**PERINTAH 1**
Sebutkan semua bentuk bantuan sosial yang disebut dalam teks tentang politik uang pada pemilu di bawah ini.

**BLOK TEKS**
-------------------------

(IslamToday ID) – Analis Political Economy and Policy Studies (PEPS) Anthony Budiawan mengatakan politik uang (money politics) dalam pemilu merupakan bentuk kecurangan.
“Politik uang dalam bentuk bantuan sosial. Ada bantuan beras, bantuan langsung tunai, termasuk program Program Keluarga Harapan (PKH) itu. Kedua yang dilakukan presiden yaitu menaikkan gaji dan tunjangan. Saya mengkategorikan sebagai suap kebijakan,” kata Anthony dikutip YouTube Refly Harun, Sabtu (24/2/2024).
Menurutnya, kenaikan gaji tersebut harus dipertanyakan karena nanti dalam hak angket yang saat ini sedang diwacanakan, apakah sesuai atau tidak.
“Siapakah yang menentukan kenaikan gaji itu? Apakah presiden? Kemudian alat kecurangan lainnya adalah intimidasi. Kita tahu intimidasi dilakukan oleh aparat hukum dan pemegang kekuasaan,” sebutnya.

-------------------------

**ISI DATASET**
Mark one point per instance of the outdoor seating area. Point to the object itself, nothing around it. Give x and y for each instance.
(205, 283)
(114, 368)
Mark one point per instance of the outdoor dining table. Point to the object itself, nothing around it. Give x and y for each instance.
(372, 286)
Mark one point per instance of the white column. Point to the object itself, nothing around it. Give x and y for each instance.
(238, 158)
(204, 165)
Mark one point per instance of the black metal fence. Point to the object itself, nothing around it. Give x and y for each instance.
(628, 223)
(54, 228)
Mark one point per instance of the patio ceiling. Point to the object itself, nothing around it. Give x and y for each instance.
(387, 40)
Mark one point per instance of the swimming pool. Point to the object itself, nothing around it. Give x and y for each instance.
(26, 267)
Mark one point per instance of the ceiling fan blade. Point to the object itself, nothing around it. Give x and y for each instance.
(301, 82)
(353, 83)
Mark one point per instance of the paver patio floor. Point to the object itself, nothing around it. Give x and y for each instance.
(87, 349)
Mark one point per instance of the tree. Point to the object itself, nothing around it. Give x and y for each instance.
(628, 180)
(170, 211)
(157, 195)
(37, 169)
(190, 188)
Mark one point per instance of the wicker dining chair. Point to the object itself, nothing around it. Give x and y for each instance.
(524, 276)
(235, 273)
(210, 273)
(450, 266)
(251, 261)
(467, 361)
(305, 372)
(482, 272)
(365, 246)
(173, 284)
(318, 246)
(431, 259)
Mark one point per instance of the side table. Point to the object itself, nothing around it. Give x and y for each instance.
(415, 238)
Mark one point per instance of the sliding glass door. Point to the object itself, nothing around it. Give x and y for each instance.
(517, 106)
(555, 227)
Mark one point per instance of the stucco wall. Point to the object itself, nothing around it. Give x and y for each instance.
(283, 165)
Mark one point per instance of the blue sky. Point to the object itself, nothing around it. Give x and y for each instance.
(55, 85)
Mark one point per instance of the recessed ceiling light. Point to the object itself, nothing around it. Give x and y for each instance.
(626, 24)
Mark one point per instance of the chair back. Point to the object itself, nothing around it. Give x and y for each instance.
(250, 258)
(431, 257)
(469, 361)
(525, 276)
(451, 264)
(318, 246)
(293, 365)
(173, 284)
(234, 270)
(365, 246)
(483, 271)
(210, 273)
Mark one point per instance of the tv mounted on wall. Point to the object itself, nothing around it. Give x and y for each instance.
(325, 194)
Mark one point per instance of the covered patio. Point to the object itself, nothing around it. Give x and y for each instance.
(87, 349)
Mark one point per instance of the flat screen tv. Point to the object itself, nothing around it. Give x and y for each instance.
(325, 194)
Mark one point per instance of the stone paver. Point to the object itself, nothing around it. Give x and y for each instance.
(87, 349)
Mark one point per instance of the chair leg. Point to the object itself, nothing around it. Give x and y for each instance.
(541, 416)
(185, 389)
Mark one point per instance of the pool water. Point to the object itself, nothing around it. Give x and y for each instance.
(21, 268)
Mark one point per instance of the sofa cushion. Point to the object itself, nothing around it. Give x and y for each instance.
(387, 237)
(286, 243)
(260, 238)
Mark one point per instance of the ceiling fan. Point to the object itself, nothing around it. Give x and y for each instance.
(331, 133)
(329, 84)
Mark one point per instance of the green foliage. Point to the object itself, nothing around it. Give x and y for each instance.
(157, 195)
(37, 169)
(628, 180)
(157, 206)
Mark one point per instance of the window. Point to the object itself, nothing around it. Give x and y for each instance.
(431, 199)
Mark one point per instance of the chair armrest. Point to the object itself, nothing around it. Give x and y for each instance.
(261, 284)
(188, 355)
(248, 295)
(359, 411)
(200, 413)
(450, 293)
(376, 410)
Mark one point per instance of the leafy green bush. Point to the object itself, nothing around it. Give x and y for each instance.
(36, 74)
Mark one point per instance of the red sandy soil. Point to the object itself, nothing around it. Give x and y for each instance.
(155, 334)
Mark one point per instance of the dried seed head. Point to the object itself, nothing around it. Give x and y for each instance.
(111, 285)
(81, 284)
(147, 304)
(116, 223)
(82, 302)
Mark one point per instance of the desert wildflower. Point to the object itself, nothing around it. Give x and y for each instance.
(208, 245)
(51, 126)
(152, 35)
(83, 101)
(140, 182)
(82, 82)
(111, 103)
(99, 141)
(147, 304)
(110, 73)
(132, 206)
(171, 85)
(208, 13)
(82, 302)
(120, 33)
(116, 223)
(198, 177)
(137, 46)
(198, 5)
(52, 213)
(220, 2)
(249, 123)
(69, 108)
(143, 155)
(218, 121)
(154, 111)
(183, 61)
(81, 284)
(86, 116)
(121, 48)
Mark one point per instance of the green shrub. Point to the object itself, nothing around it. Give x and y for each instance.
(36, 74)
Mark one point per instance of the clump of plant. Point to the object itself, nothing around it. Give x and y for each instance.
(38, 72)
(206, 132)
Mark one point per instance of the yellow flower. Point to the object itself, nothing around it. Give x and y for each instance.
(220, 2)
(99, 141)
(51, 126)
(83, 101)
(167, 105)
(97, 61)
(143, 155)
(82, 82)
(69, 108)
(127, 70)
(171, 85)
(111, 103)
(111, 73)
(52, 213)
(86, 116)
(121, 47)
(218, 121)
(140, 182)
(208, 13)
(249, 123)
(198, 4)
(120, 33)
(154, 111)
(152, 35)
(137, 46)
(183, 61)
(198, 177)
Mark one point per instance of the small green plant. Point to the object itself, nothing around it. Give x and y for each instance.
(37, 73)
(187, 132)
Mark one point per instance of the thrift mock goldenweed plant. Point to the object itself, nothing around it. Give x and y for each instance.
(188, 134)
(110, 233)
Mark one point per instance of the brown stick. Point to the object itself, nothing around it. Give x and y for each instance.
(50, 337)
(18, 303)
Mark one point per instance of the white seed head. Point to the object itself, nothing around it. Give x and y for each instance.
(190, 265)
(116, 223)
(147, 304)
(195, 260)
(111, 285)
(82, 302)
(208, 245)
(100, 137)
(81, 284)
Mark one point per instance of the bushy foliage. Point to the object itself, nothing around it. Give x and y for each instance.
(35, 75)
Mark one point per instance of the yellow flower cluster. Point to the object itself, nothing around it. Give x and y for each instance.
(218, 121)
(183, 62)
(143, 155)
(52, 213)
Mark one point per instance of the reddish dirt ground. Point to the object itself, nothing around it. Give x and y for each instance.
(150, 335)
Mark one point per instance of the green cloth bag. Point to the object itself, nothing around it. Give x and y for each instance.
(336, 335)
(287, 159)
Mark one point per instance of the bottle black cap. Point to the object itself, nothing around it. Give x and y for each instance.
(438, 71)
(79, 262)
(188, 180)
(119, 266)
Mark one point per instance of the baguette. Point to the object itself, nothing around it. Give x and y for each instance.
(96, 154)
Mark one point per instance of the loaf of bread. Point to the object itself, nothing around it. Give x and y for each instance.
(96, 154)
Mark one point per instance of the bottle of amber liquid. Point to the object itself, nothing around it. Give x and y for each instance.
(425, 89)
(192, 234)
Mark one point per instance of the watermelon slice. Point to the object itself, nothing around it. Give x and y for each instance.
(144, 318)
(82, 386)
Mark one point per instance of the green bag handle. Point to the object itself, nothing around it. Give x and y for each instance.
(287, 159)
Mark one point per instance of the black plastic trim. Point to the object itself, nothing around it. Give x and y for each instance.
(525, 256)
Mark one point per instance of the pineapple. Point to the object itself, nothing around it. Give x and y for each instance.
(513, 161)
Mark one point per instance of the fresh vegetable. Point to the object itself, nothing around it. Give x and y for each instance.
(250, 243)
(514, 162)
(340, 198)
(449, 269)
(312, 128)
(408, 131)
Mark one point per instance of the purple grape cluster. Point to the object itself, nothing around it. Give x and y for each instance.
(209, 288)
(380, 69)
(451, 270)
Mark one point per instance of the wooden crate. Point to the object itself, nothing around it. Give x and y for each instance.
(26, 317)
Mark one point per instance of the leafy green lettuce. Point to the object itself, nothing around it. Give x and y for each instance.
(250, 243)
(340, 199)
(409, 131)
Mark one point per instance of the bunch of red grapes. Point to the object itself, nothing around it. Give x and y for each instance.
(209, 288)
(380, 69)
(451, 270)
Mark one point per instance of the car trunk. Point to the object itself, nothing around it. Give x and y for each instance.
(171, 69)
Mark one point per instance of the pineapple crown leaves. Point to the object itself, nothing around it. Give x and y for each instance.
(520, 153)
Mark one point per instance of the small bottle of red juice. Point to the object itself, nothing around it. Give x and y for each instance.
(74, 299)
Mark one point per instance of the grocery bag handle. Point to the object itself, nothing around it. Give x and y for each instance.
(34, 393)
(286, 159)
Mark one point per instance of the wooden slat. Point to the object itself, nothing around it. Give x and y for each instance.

-------------------------

**PERINTAH 2**
Hitung baris catatan di atas yang memuat string "cluster", dengan huruf besar dan kecil dibedakan. Jawab hanya dengan angkanya.

**JAWABAN 1**
- bantuan beras
- bantuan langsung tunai
- Program Keluarga Harapan (PKH)

**JAWABAN 2**
2